Stated exercise: Reproduce verbatim the part of the passage on joint attention and the subject particle that opens with the words "The subject particle etc" and ends after the words "the non-identity based.".

Category Archives: Uncategorized

Joint attention, continued

Imagine that you’re talking to a police officer about a suspicious person reported to have had a knife. You say: “The man who had the knife also had a gun.” But what if the same suspicious person, doing the same thing, was instead reported as having had a gun? You may have instead said: “The man who had the gun also had a knife.” Both facts are true from your subjective perspective. The man had both a knife and a gun. But what you say to the police officer—assuming, of course, that you want him to know both facts—depends on what you know about what he knows about.

Interestingly, though: If we take out of the analysis the speaker and the listener, along with their differing subjective perspectives (e.g., the speaker knowing X but the listener not), and we just imagine the scene itself (of the man with the knife and the gun) from an omniscient, objective perspective, then there’s no possible distinction between what we’d imagine between the original sentence and its flipped-around counterpart. Whether “the man who had the knife also had a gun,” or “the man who had the gun also had a knife”—whether the speaker is making one assumption about the listener or another—the two omnisciently, objectively imagined scenes are identical: There was a man of a certain kind. He had both a knife and a gun, both of them of a certain kind. And he was doing certain things, e.g. walking in a certain way.

The subject particle etc

  1. Consider: (a) “A dog chased the mailman,” the subject being referentially indefinite. (b) “The dog chased the mailman,” the subject being referentially definite. (c) “Dogs chase mailmen,” the subject being neither indefinite nor definite; the subject is categorical. In the artificial language, then, the particle for the first argument of the verb (henceforth the “subject particle”) will distinguish trichotomously, viz. into (a) the referentially indefinite subject particle, the (b) referentially definite subject particle, and (c) the categorical subject particle.
  2. If the subject particle is both categorical and also follows a noun (or noun phrase) associated with something with a mind (e.g., “Scot,” 日本人), then the categorical subject particle must in turn distinguish into (a) the identity-based and (b) the non-identity based.
  3. It may be best to mark every noun (or noun phrase) as either (a) a body without a mind or (b) a mind with or without a body.
  4. Beyond just the subject particle: Each particle must be marked as argument #1, argument #2, or argument #3—argument #1 of course being the subject. Each particle must also be marked as referentially definite, referentially definite, or categorical (with the categorical subject particle distinguishing further into tautological and non-tautological, the former being, if about a mind, equivalent to identity-based vs. non-identity-based).

Supplied entries:
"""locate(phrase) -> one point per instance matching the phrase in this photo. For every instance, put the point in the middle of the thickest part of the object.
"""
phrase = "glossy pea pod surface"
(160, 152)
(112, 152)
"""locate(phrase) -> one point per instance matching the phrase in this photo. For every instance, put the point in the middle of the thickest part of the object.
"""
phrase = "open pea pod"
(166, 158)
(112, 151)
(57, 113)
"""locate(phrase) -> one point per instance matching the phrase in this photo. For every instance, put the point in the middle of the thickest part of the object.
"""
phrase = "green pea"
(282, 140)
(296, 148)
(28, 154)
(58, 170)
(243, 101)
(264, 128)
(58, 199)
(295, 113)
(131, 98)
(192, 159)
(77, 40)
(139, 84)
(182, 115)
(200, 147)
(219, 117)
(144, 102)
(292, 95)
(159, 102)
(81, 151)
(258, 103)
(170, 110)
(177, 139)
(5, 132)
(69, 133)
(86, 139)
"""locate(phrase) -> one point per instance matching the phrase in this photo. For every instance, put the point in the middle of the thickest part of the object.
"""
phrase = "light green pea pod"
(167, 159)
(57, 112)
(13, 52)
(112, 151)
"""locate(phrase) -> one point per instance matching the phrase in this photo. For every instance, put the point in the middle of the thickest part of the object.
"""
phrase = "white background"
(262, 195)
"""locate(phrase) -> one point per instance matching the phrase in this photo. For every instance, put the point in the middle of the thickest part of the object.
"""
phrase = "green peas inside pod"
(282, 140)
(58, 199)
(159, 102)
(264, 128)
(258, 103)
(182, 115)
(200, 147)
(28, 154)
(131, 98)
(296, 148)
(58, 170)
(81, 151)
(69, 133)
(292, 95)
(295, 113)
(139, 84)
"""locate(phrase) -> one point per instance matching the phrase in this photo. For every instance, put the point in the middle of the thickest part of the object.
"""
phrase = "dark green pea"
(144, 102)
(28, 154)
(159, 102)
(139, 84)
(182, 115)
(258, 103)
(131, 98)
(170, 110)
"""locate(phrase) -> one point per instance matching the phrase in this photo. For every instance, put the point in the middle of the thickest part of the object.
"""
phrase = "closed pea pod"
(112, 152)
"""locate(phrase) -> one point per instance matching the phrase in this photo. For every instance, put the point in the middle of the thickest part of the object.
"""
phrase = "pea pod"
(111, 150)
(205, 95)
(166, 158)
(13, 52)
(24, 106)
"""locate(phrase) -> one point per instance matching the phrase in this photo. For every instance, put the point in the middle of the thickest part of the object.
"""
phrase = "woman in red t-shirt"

Complete output:
The subject particle etc

  1. Consider: (a) “A dog chased the mailman,” the subject being referentially indefinite. (b) “The dog chased the mailman,” the subject being referentially definite. (c) “Dogs chase mailmen,” the subject being neither indefinite nor definite; the subject is categorical. In the artificial language, then, the particle for the first argument of the verb (henceforth the “subject particle”) will distinguish trichotomously, viz. into (a) the referentially indefinite subject particle, the (b) referentially definite subject particle, and (c) the categorical subject particle.
  2. If the subject particle is both categorical and also follows a noun (or noun phrase) associated with something with a mind (e.g., “Scot,” 日本人), then the categorical subject particle must in turn distinguish into (a) the identity-based and (b) the non-identity based.